Why a Series LLC may work for you. #TaxPlanning

So many investors and entrepreneurs like to use the Limited Liability Company (LLC) format for entity planning.  I refer to LLCs as a Swiss Army Knife because it is so flexible and adaptable to so many situations. Corporations are still a viable and proper choice for many, especially with the flexibility provided by Sub S elections. The Series LLC now deserves special consideration as way to reduce entity costs, both initially and over the long run. Here's why. 

What is a Series LLC? Its an LLC that allows you to form multiple series entities via one entity; protect the equity of one series entity against the liabilities of another series entity; and have a different set of owners for each series entity. This is a Swiss Army knife on steroids!


Let’s review the most common reasoning behind choosing such a structure. We’ll assume an individual real estate investor, married with 2 children, living in Texas. He owns 3 properties. Property 1 is a small 6-unit apartment complex that is debt free, with an equity of $1 million dollars. Property 2 is a rent house that is worth $250,000 with a mortgage of $100,000. Property 3 is beach house used exclusively for rental with a value of $500,000 and a mortgage of $450,000.

Stored records =>
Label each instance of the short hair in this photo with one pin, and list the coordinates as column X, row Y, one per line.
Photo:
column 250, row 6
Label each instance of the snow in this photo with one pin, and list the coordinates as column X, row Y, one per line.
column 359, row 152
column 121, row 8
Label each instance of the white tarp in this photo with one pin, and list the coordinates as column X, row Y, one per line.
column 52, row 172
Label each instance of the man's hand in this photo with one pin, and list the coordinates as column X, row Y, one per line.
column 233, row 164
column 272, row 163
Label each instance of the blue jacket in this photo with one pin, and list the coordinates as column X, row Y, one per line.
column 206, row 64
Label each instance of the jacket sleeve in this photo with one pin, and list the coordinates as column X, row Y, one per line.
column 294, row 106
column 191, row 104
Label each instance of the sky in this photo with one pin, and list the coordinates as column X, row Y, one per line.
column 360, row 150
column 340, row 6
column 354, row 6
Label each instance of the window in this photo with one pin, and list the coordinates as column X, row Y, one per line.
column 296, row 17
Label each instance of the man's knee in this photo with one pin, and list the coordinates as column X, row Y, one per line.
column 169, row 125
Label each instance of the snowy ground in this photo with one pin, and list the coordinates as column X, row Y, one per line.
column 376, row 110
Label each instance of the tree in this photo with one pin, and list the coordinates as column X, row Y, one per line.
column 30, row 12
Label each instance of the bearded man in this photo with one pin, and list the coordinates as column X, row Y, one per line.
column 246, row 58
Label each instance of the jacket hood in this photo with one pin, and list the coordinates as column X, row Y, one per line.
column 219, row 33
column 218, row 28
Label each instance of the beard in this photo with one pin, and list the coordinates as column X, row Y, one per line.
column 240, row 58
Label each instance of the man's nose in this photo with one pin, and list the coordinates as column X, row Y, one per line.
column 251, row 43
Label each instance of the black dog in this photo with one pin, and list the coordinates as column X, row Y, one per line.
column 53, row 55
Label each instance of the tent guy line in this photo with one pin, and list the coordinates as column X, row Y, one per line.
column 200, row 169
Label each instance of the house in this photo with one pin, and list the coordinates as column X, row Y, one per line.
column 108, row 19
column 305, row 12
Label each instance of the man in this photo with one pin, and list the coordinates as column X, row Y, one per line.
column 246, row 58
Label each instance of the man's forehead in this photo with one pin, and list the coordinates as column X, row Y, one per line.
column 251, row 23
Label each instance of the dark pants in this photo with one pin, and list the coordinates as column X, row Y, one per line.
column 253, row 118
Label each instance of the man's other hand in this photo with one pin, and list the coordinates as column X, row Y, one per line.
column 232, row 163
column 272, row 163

* * *

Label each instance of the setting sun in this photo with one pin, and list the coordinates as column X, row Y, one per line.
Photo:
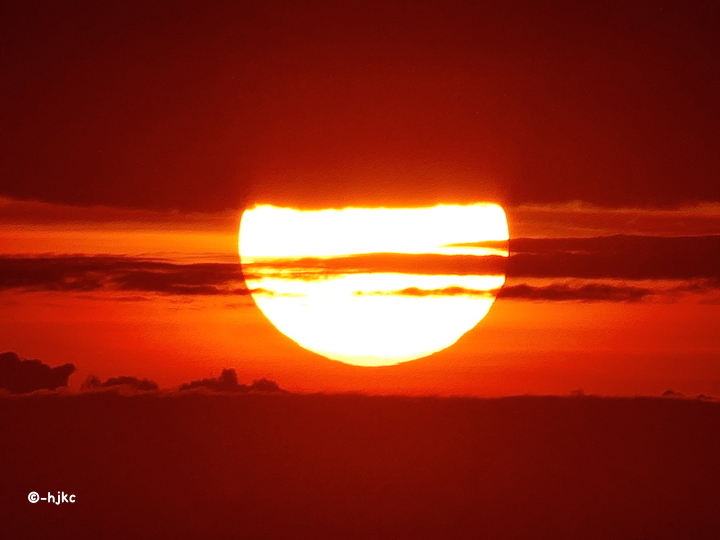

--

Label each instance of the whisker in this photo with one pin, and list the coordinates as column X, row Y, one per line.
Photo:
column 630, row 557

Task statement => Resume the Series LLC piece, picking up right after its last sentence. The rows come from a different source than the text.

Task result =>
Previously the properties may be owned by one corporation or LLC, with a sub S election made to pass through the rental income to his individual return. A forward-thinking investor may choose to form 3 separate entities to protect the equity in each property from potential liability arising from the other properties. He may choose to form a parent entity, or family limited partnership own the entities. For our discussion we will assume that he uses a parent entity to own the three corporations that owns each corporation, that in turn owns each individual property.

Our investor will have to form four entities. That’s four filing fees, four registered agent fees, four franchise returns, four federal income tax returns, four bank accounts, etc., etc.

With a Series LLC he forms one entity, we’ll call that Mothership, LLC. The Certificate of formation discloses three series – Property 1 LLC, a separate series of Mothership, LLC; Property 2 LLC, a separate series of Mothership, LLC; and Property 3 LLC, a separate series of Mothership, LLC.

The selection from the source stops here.